Stored items
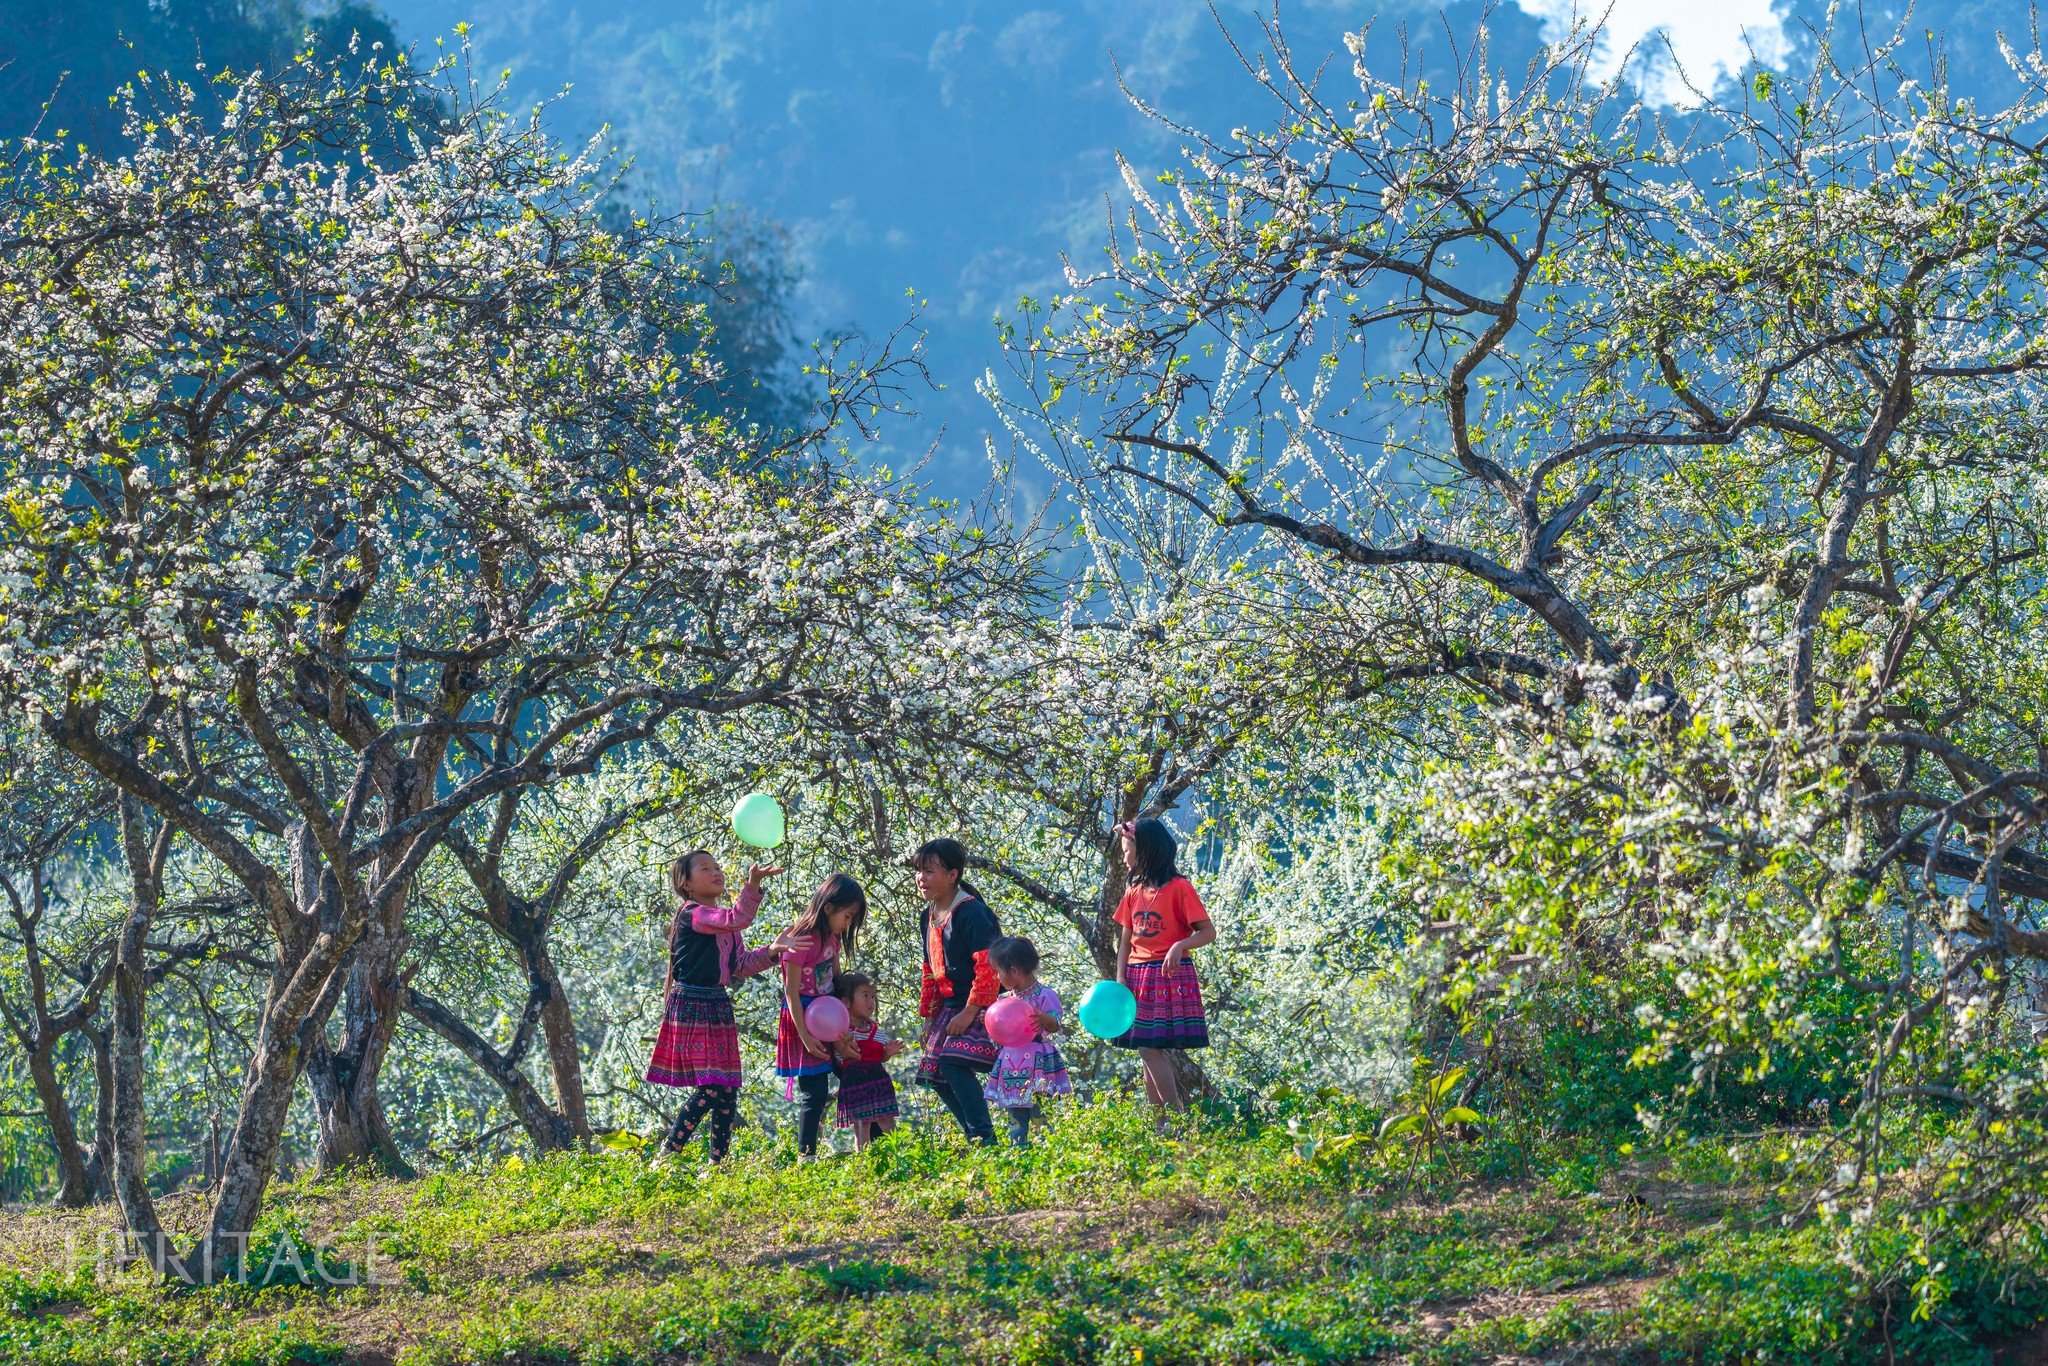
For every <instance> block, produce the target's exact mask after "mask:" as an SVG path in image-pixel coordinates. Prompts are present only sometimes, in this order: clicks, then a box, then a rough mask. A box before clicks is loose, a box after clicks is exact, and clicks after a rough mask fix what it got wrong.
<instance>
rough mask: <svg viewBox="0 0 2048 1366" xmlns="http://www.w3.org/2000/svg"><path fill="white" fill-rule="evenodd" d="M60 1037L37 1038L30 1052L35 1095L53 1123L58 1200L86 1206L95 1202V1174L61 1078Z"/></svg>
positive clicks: (61, 1201)
mask: <svg viewBox="0 0 2048 1366" xmlns="http://www.w3.org/2000/svg"><path fill="white" fill-rule="evenodd" d="M55 1053H57V1038H43V1040H37V1047H35V1049H33V1051H31V1053H29V1079H31V1081H33V1083H35V1096H37V1100H41V1102H43V1120H45V1122H47V1124H49V1147H51V1149H53V1151H55V1157H57V1204H61V1206H66V1208H74V1210H76V1208H82V1206H86V1204H90V1202H92V1176H90V1173H88V1171H86V1153H84V1149H82V1147H80V1145H78V1122H76V1120H74V1118H72V1102H70V1100H68V1098H66V1094H63V1083H61V1081H57V1059H55Z"/></svg>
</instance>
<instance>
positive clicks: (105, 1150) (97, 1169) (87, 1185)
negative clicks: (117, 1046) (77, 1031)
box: [80, 1024, 115, 1202]
mask: <svg viewBox="0 0 2048 1366" xmlns="http://www.w3.org/2000/svg"><path fill="white" fill-rule="evenodd" d="M80 1032H82V1034H84V1036H86V1042H90V1044H92V1153H90V1155H88V1157H86V1194H88V1198H90V1200H94V1202H96V1200H111V1198H113V1192H115V1055H113V1034H111V1032H109V1030H106V1028H102V1026H94V1024H86V1026H82V1030H80Z"/></svg>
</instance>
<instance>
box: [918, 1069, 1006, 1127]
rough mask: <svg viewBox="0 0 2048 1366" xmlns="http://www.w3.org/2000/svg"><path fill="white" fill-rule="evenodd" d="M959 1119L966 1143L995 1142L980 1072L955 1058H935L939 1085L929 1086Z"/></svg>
mask: <svg viewBox="0 0 2048 1366" xmlns="http://www.w3.org/2000/svg"><path fill="white" fill-rule="evenodd" d="M932 1090H936V1092H938V1098H940V1100H942V1102H946V1108H948V1110H952V1118H956V1120H958V1122H961V1133H965V1135H967V1139H969V1143H995V1120H993V1118H989V1098H987V1096H983V1094H981V1073H979V1071H975V1069H973V1067H971V1065H967V1063H961V1061H958V1059H950V1057H948V1059H940V1061H938V1085H936V1087H932Z"/></svg>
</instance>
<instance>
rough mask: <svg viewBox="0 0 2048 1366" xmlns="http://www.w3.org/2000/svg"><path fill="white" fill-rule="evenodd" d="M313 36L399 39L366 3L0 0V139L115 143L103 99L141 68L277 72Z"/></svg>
mask: <svg viewBox="0 0 2048 1366" xmlns="http://www.w3.org/2000/svg"><path fill="white" fill-rule="evenodd" d="M309 31H311V33H313V37H317V39H322V41H328V43H346V39H348V35H350V33H360V35H362V41H365V43H371V41H379V39H381V41H387V43H389V41H393V33H391V29H389V25H387V23H385V18H383V16H381V14H379V12H377V8H375V6H373V4H369V2H367V0H88V2H86V4H76V2H70V4H66V2H59V0H0V137H20V135H23V133H27V131H31V129H35V127H37V125H39V123H41V131H43V135H51V133H55V131H57V129H63V131H68V133H72V137H76V139H82V141H88V143H94V145H111V143H113V141H115V139H117V137H119V133H121V111H119V109H111V106H109V102H106V96H109V94H111V92H113V90H115V88H117V86H121V84H123V82H127V80H131V78H133V76H135V74H137V72H143V70H150V72H160V70H174V72H180V74H184V76H190V72H193V66H195V61H205V63H207V66H209V70H215V72H217V70H223V68H236V70H248V68H252V66H274V63H276V61H279V59H283V57H289V55H291V51H293V49H295V47H297V43H299V41H301V39H303V37H305V35H307V33H309ZM45 100H49V115H47V119H45V115H43V102H45Z"/></svg>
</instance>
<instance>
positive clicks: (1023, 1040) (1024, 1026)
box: [987, 995, 1038, 1049]
mask: <svg viewBox="0 0 2048 1366" xmlns="http://www.w3.org/2000/svg"><path fill="white" fill-rule="evenodd" d="M987 1024H989V1038H993V1040H995V1042H999V1044H1001V1047H1006V1049H1022V1047H1024V1044H1028V1042H1030V1040H1032V1038H1036V1036H1038V1012H1036V1010H1032V1006H1030V1001H1020V999H1018V997H1014V995H1006V997H1004V999H999V1001H995V1004H993V1006H989V1016H987Z"/></svg>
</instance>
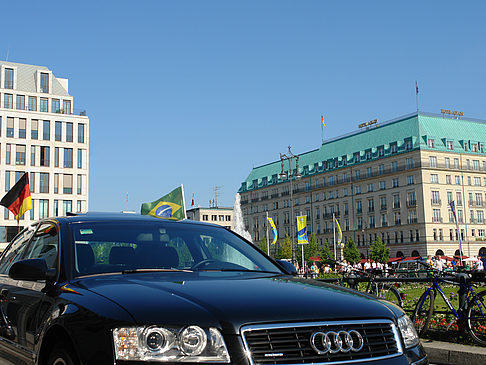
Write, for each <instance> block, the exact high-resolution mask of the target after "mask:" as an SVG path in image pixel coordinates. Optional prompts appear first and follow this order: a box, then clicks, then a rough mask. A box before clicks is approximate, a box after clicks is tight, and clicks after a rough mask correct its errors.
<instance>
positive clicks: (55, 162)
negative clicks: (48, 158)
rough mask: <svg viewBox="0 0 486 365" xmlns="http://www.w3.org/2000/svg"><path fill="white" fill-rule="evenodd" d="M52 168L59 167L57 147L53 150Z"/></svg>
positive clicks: (58, 147)
mask: <svg viewBox="0 0 486 365" xmlns="http://www.w3.org/2000/svg"><path fill="white" fill-rule="evenodd" d="M54 167H59V147H55V148H54Z"/></svg>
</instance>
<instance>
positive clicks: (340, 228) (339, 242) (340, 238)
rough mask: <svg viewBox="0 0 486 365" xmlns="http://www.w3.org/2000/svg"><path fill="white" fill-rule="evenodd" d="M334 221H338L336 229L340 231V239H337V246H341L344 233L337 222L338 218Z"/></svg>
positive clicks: (339, 235) (339, 238) (337, 230)
mask: <svg viewBox="0 0 486 365" xmlns="http://www.w3.org/2000/svg"><path fill="white" fill-rule="evenodd" d="M334 220H335V221H336V229H337V231H338V239H337V245H338V246H339V245H341V241H342V239H343V231H342V230H341V226H340V225H339V222H338V221H337V219H336V218H334Z"/></svg>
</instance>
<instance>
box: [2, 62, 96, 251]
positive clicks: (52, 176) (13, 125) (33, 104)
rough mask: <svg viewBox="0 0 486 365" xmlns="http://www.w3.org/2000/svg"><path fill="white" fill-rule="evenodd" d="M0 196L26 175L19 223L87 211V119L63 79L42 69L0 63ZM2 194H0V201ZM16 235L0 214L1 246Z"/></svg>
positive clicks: (5, 63) (11, 220) (7, 220)
mask: <svg viewBox="0 0 486 365" xmlns="http://www.w3.org/2000/svg"><path fill="white" fill-rule="evenodd" d="M0 67H1V69H0V192H5V193H6V192H7V191H8V190H9V189H10V188H11V187H12V186H13V185H14V184H15V182H16V181H18V179H20V177H21V176H22V175H23V174H24V173H26V172H27V173H29V180H30V189H31V195H32V203H33V209H32V210H31V211H29V212H27V213H26V214H25V215H24V217H23V218H22V219H21V220H20V226H23V225H25V222H26V220H29V219H30V220H37V219H41V218H46V217H49V216H61V215H65V214H66V213H67V212H86V211H87V210H88V194H89V186H88V182H89V118H88V117H87V116H86V111H77V110H76V109H74V99H73V97H72V96H71V95H70V94H69V88H68V79H65V78H58V77H56V76H54V74H53V72H52V71H51V70H49V69H48V68H46V67H43V66H34V65H26V64H21V63H13V62H3V61H0ZM1 196H3V194H0V197H1ZM17 231H18V228H17V221H16V220H15V218H14V216H13V214H12V213H11V212H9V211H8V210H7V209H6V208H4V209H3V211H2V210H0V242H7V241H9V240H10V239H11V238H12V237H13V236H14V235H15V234H16V232H17Z"/></svg>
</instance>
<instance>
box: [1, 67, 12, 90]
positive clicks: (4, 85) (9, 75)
mask: <svg viewBox="0 0 486 365" xmlns="http://www.w3.org/2000/svg"><path fill="white" fill-rule="evenodd" d="M3 88H4V89H13V68H6V69H5V77H4V80H3Z"/></svg>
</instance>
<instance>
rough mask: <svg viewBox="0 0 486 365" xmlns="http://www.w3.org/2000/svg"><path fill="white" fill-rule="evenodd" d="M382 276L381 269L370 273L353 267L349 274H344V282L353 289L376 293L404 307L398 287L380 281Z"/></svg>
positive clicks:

Instructions to follow: Copy the data word for word from its start through the line with "positive clicks: (61, 1201)", and leave the pictures out.

Problem solution:
For every <instance> block, produce the target's exact mask after "mask:" as an SVG path in image-pixel coordinates. Prompts are present only sometimes, in this order: clicks, then a box, then a rough mask. A box before clicks is loose, a box after clicks is exact, and clicks after a rough mask fix what it got wrong.
<instance>
rough mask: <svg viewBox="0 0 2048 1366" xmlns="http://www.w3.org/2000/svg"><path fill="white" fill-rule="evenodd" d="M60 1037L37 1038L30 1052L35 1095L53 1123L58 1200L86 1206L95 1202V1174L61 1078Z"/></svg>
positive clicks: (61, 1201)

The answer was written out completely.